"""

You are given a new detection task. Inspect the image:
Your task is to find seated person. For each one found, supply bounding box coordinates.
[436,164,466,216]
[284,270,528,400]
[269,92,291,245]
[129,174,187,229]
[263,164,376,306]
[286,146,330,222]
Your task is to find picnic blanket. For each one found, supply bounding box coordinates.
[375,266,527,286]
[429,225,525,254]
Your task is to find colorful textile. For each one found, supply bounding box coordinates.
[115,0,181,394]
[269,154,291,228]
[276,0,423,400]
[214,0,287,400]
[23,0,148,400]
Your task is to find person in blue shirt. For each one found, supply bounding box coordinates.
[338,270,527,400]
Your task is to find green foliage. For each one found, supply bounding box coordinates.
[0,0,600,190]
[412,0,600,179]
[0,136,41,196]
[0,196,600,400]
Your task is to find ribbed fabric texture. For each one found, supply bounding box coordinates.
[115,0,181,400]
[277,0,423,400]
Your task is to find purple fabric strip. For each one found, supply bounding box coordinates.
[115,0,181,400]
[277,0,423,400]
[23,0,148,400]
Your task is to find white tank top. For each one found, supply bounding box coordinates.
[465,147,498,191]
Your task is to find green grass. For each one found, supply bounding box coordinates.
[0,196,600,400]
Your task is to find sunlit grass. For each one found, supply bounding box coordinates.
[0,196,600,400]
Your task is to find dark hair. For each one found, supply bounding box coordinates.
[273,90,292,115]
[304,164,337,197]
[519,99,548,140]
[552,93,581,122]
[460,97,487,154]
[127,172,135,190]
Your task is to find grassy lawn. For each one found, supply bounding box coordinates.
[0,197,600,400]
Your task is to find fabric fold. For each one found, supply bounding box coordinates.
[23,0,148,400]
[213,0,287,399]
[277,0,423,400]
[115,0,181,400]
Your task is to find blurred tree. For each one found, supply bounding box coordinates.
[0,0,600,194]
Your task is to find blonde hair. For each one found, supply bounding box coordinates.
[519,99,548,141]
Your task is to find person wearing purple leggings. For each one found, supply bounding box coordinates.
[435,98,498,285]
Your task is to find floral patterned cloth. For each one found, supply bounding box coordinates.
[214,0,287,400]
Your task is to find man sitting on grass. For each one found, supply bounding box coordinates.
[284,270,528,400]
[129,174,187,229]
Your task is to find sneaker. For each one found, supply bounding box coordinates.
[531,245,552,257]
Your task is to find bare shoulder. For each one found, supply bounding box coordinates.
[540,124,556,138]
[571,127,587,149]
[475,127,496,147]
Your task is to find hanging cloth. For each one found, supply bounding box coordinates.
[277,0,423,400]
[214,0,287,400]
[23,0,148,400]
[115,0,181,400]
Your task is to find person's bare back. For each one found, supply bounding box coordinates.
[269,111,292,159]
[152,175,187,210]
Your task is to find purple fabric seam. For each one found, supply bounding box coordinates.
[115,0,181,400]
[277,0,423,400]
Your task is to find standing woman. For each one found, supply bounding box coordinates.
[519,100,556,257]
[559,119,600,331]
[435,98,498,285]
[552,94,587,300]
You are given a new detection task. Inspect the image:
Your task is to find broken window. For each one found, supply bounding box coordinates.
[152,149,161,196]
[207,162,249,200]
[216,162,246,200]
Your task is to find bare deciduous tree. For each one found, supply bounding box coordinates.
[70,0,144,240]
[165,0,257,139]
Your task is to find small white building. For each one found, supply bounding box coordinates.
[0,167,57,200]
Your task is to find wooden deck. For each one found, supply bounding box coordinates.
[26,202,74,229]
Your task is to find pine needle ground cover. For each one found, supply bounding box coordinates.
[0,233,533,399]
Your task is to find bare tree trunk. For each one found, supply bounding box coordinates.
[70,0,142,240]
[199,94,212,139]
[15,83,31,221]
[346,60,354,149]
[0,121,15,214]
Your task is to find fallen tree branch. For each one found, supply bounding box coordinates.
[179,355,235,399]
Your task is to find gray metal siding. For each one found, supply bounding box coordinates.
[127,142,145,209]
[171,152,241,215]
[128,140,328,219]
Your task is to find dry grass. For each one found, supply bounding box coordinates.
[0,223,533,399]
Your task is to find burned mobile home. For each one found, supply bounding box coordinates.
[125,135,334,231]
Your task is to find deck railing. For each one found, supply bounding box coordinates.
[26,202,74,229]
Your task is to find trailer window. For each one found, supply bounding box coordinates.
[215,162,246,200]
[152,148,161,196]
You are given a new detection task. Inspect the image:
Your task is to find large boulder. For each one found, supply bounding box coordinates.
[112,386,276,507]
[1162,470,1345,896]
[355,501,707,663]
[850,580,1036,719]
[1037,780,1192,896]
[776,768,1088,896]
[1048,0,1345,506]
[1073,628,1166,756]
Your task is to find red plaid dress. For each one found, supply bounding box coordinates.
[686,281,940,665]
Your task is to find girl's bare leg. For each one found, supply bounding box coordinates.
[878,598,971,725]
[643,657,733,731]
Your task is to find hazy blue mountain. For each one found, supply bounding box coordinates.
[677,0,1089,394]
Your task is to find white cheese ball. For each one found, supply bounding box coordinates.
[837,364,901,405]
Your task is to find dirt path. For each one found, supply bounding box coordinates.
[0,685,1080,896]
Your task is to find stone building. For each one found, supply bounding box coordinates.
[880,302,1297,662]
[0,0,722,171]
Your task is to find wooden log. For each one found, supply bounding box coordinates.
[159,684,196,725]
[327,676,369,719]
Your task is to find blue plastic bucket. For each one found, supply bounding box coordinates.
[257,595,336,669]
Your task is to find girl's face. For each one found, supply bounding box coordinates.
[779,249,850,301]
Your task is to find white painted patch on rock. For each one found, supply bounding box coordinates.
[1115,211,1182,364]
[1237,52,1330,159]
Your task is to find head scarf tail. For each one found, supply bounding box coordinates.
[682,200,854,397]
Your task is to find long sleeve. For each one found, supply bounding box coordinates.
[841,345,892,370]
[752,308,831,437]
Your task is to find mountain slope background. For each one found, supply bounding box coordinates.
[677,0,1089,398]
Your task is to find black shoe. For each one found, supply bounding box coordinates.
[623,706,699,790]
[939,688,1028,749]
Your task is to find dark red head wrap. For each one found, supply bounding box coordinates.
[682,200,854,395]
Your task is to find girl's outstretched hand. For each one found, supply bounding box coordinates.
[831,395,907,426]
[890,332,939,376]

"""

Put all of the material above into a two-column CSV with the headers "instruction" and "response". Give one row per instruction and its answer, wrap each field in double quotes, and turn any line breaks inside a field into spaces.

EXERCISE ANSWER>
instruction,response
"You are given a new detection task. Inspect the image: Your task is to find seated person. For each one found, supply bounding box coordinates.","[436,164,466,216] [284,270,528,400] [269,92,291,245] [129,174,187,229] [263,164,376,306] [286,146,330,222]"
"Your task is to find picnic blanket. For each one found, supply bounding box coordinates.","[375,266,527,286] [429,225,525,254]"
"Your task is to find colorful textile. For each one found, supply bounding box coordinates.","[115,0,181,394] [269,154,291,228] [276,0,423,400] [214,0,287,400] [23,0,148,400]"
"Your task is to find person in blue shirt. For each one found, supply bounding box coordinates.","[338,270,527,400]"
"Your task is to find green foliage. For each one found, supply bounding box coordinates.","[0,0,600,190] [412,0,600,179] [0,136,41,196] [0,196,600,400]"
"Your task is to find ribbed fabric texture. For each one found, supply bounding box coordinates.","[115,0,181,400] [277,0,423,400]"
"Your task is to find purple fabric strip. For each one found, supply bounding box coordinates.","[115,0,181,400] [277,0,423,400] [23,0,148,400]"
"Your task is to find white tank top. For each one found, supply bounding box coordinates.","[465,147,498,191]"
"Your task is to find green grass. For each one found, supply bounding box coordinates.","[0,196,600,400]"
"Your task is to find sunlit grass. For each one found, supply bounding box coordinates.","[0,196,600,400]"
"Your task is to find dark hair. For each one found, supply bounding box coordinates.","[273,90,292,115] [304,164,337,197] [519,99,548,140] [552,93,581,122] [460,97,487,154] [127,172,135,190]"
"Your task is to find grassy lawn. For each one found, supply bounding box coordinates.","[0,197,600,400]"
"Your task is to find fabric fold. For each one found, supply bounding box coordinates.","[23,0,148,400] [213,0,287,399] [277,0,423,400] [115,0,181,400]"
"Your task is to find blurred tree. For each one found, supply bounding box coordinates.","[0,0,600,194]"
"Your task is to find blonde hair. For each one found, supply bounding box coordinates.","[519,99,548,141]"
"Your task is to find person wearing purple leggings. For each one found, supply bounding box coordinates.","[435,98,498,285]"
"Your task is to find floral patterned cloth. For each one found, supply bounding box coordinates.","[214,0,287,400]"
"Your task is to find man sitting on grass. For each one found, supply bounding box coordinates.","[284,270,528,400] [129,174,187,229]"
"Your task is to find sneaker. For each one found, supply bounding box coordinates.","[531,245,552,257]"
"Your task is to find bare shoulder. For each one found, supply bounding box coordinates.","[540,124,556,138] [571,127,587,149] [475,127,496,147]"
"Your task is to find hanging cloth. For each one found, supply bounding box coordinates.","[277,0,423,400] [214,0,287,400] [23,0,148,400] [115,0,181,400]"
"Your task is to find person's bare back. For each one found, supply bounding box coordinates.","[269,111,292,159] [152,175,187,210]"
"Your task is to find purple fabric seam. For each one found, supply bounding box coordinates.","[115,0,181,400] [277,0,423,400]"
"Your task is to find standing woman. For each one found, supply bounding box coordinates.","[519,100,556,257] [559,119,600,331] [435,98,498,285] [552,94,587,300]"
"You are given a new detection task. Inspect the image: Your task is to find broken window. For each one found, supply bounding box coordinates.","[152,149,161,196] [207,162,249,200] [216,162,246,200]"
"Your task is to find bare deciduous tree. For each one found, supply bounding box coordinates.","[70,0,144,240] [165,0,257,139]"
"Your task is to find small white building. For each one found, supply bounding box coordinates.","[0,167,57,200]"
"Your task is to find wooden deck. For each one found, supply bounding box coordinates.","[26,202,74,229]"
"Your task is to find pine needle ground cover. For each one found, supply bounding box coordinates.","[0,233,533,399]"
"Your task is to find bare tree trunk. For each one found, supply bounding box coordinates.","[70,0,142,240] [199,94,212,139] [15,83,31,221] [346,60,354,149] [0,121,15,214]"
"Your task is to find fallen tree branch. For each one found, supply bounding box coordinates.","[179,355,235,399]"
"Your task is to find gray metal siding. For each one found, supply bounding box coordinates.","[127,142,145,209] [171,152,241,215] [128,140,328,219]"
"Your task is to find dry grass. For each one found, supply bounding box coordinates.","[0,223,533,399]"
"Your task is to find burned mobile home. For each one found, supply bounding box coordinates.","[125,135,334,231]"
"Your task is to find deck railing. For each one found, supply bounding box coordinates.","[26,202,74,229]"
"Your task is to find trailer window. For each one found, supply bounding box coordinates.","[215,162,246,200] [152,148,161,196]"
"You are given a new detection task. Inspect the image: Your task is to find large boulder. For each one found, supply bounding box coordinates.","[112,386,276,507] [1162,470,1345,896] [355,501,707,663] [850,580,1036,719] [1037,780,1192,896] [776,768,1088,896] [1048,0,1345,506] [1073,628,1166,756]"
"Your task is to find red plaid dress. For each one found, supply bounding box coordinates.","[686,281,940,665]"
"Your task is to find girl's bare leg. For each one found, supply bounding box coordinates.","[878,598,971,725] [643,657,733,731]"
"Your task is to find hazy blue mountain. For each one found, supply bounding box coordinates.","[677,0,1089,394]"
"Your task is to find white cheese ball. For each one found, supply bounding box coordinates.","[837,364,901,405]"
"Your task is to find dirt path. For each one found, supply bounding box coordinates.","[0,685,1080,896]"
"Your task is to find stone building. For each one found, supply bounding box coordinates.","[880,302,1297,662] [0,0,722,171]"
"Your task is to find wooden log. For each one found, supply bounding box coordinates.","[159,684,196,725] [327,676,369,719]"
"Your task is to find blue plastic bucket. For each one found, supply bounding box coordinates.","[257,595,336,669]"
"Your task is to find girl's face. For each one found, supply bounding box coordinates.","[779,249,850,301]"
"Your task is to find white painted patch on rock. For each one found, supply bounding box coordinates.","[1115,211,1182,364] [1237,52,1330,159]"
"Your task is to find head scarf tail. For each one found, supply bounding box coordinates.","[682,200,854,397]"
"Your task is to find long sleeve. For each one found, supply bounding box coordinates.","[841,345,892,370] [752,308,831,437]"
"Your task is to find mountain slope background. For each one found, supply bounding box coordinates.","[677,0,1089,398]"
"Your task is to find black shoe. For each one found, supply bounding box coordinates.","[623,706,699,790] [939,688,1028,749]"
"Your task is to find dark red head wrap. For each one found, supply bounding box coordinates.","[682,200,854,395]"
"Your task is to find girl's outstretched hand. For each one found, supply bounding box coordinates.","[831,395,907,426] [890,332,939,376]"